What is required
Beginning with the line in which "In the photograph above, where can the navy" appears, transcribe each line word for word until the records end. Do not include pictures.

________________________________________

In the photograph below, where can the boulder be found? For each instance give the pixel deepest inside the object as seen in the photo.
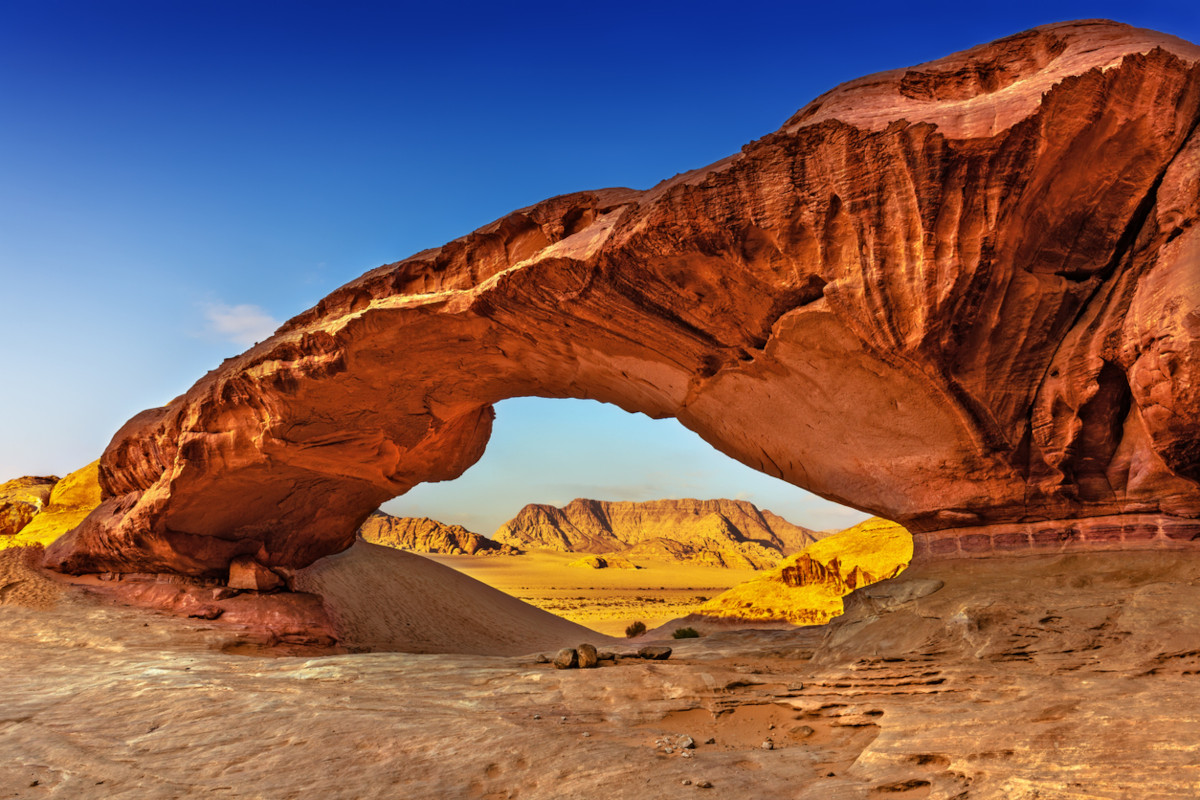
(567, 659)
(21, 500)
(654, 653)
(961, 296)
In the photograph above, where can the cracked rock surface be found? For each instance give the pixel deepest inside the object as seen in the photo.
(959, 295)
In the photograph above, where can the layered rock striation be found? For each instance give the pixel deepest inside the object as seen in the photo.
(808, 588)
(958, 295)
(425, 535)
(715, 533)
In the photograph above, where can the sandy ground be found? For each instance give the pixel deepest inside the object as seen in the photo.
(603, 600)
(1044, 677)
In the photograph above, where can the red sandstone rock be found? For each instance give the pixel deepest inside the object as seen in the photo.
(718, 533)
(21, 500)
(247, 573)
(958, 295)
(425, 535)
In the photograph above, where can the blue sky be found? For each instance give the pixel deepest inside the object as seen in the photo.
(175, 178)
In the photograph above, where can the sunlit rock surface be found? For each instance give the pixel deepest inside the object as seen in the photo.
(807, 589)
(713, 533)
(996, 679)
(21, 500)
(425, 535)
(959, 295)
(70, 501)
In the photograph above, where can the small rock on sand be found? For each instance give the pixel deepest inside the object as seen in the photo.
(655, 654)
(587, 656)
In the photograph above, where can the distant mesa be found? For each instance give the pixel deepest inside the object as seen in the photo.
(425, 535)
(960, 295)
(807, 589)
(731, 534)
(39, 510)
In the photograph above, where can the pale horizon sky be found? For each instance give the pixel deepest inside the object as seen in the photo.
(177, 179)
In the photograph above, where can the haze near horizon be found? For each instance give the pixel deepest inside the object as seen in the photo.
(178, 180)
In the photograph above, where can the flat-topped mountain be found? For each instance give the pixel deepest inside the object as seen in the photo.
(714, 533)
(425, 535)
(959, 295)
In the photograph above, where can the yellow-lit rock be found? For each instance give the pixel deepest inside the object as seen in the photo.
(807, 589)
(70, 501)
(21, 500)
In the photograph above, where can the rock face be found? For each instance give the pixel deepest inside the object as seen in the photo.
(21, 500)
(718, 533)
(425, 535)
(604, 563)
(807, 589)
(958, 295)
(71, 500)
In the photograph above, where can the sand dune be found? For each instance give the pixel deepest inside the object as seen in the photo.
(382, 599)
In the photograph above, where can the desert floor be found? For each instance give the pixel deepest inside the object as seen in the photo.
(1043, 677)
(603, 600)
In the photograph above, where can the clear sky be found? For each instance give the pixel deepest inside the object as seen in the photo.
(177, 178)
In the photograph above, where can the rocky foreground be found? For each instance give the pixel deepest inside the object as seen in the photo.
(1044, 677)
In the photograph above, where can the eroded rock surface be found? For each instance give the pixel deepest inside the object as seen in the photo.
(715, 533)
(21, 500)
(425, 535)
(958, 295)
(808, 588)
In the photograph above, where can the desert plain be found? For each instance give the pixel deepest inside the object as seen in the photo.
(963, 296)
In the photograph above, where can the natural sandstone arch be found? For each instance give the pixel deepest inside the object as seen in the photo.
(965, 296)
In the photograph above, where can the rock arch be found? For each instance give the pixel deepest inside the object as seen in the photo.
(965, 296)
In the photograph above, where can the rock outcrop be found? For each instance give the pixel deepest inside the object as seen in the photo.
(604, 563)
(21, 500)
(959, 295)
(425, 535)
(715, 533)
(807, 589)
(70, 501)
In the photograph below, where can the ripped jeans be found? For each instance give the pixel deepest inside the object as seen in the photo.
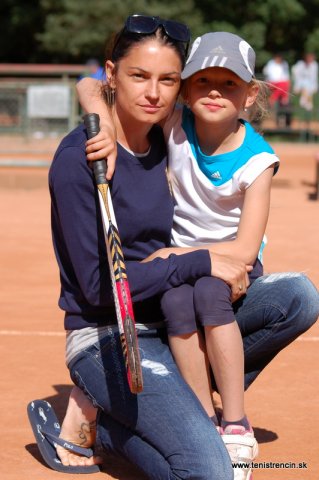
(164, 430)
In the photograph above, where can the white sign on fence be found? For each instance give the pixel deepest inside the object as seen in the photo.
(48, 101)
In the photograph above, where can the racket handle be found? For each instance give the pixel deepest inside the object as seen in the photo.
(92, 124)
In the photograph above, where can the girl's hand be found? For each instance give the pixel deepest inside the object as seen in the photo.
(103, 146)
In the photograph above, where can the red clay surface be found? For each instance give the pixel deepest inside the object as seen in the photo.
(282, 404)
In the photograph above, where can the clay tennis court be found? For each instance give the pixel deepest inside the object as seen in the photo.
(283, 404)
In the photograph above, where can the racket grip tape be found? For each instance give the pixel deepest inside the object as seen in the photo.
(92, 124)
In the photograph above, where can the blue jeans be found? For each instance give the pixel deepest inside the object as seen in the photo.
(164, 430)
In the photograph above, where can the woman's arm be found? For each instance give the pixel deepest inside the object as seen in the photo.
(251, 229)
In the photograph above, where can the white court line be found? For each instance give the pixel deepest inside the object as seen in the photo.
(20, 333)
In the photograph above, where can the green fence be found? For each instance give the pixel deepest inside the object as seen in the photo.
(38, 107)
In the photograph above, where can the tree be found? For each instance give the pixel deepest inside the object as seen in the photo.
(78, 29)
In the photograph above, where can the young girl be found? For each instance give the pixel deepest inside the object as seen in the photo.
(220, 171)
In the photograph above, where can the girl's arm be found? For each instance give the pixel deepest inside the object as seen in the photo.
(251, 228)
(103, 145)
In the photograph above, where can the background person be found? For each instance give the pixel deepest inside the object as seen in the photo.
(277, 74)
(305, 80)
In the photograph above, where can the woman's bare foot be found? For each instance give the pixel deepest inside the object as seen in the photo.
(78, 427)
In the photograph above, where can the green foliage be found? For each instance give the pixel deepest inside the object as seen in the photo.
(74, 30)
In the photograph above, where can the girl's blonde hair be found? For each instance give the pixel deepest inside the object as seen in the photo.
(260, 108)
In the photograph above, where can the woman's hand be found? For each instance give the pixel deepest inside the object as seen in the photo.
(103, 146)
(234, 272)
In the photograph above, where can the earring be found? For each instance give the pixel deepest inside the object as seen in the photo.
(110, 96)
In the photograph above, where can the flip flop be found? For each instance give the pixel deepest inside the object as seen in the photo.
(46, 429)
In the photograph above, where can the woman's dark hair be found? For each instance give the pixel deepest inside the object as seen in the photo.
(125, 40)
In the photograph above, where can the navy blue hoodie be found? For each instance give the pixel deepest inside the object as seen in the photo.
(144, 212)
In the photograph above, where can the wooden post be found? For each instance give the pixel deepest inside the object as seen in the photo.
(317, 176)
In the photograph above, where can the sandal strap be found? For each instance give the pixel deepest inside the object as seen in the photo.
(54, 439)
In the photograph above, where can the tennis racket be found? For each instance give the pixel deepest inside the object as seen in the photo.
(120, 286)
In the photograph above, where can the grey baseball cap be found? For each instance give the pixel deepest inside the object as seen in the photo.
(221, 49)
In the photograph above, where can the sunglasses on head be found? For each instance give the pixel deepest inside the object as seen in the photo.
(146, 25)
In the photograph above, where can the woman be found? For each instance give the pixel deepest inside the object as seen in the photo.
(164, 430)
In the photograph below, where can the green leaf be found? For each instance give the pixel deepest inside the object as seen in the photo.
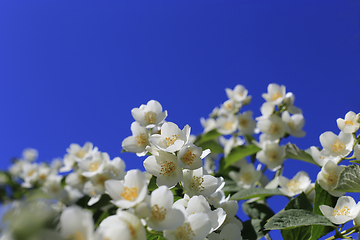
(230, 186)
(298, 233)
(349, 179)
(257, 210)
(322, 197)
(253, 229)
(212, 145)
(239, 153)
(295, 218)
(255, 192)
(293, 152)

________________________________________

In response
In the photograph above, where can the navy blue hoodie be found? For each instance give the pixel deepest inside the object as seen in the photo.
(144, 212)
In the photograph above, where can the wooden post be found? For each instance give the pixel deepest inside the object as seen in the photo.
(317, 176)
In the photograph above, where can the sandal strap be found? For each instance give the pixel deepest inside the object as seen in the photo.
(54, 439)
In the photograph above, where can the tennis racket be found? For each instance give the pixel deepest inside the object as seen in the photo.
(120, 286)
In the photograph above, where can the grey baseball cap be found? For each instance give the pixel deepest inside the object as seen in the photo.
(221, 49)
In the photograph above, where can the sunglasses on head be found? For each instance give the pixel deepest inside the object as seen in the photo.
(146, 25)
In the photograph above, where can the woman be found? For each instance give the pixel deepest inside the object as seen in the photo.
(164, 430)
In the photograph below, where can the green leaf be found? For each instance give the pixel deepest inside the object as seen in the photo.
(230, 186)
(298, 233)
(349, 179)
(257, 210)
(322, 197)
(253, 229)
(212, 145)
(239, 153)
(295, 218)
(255, 192)
(293, 152)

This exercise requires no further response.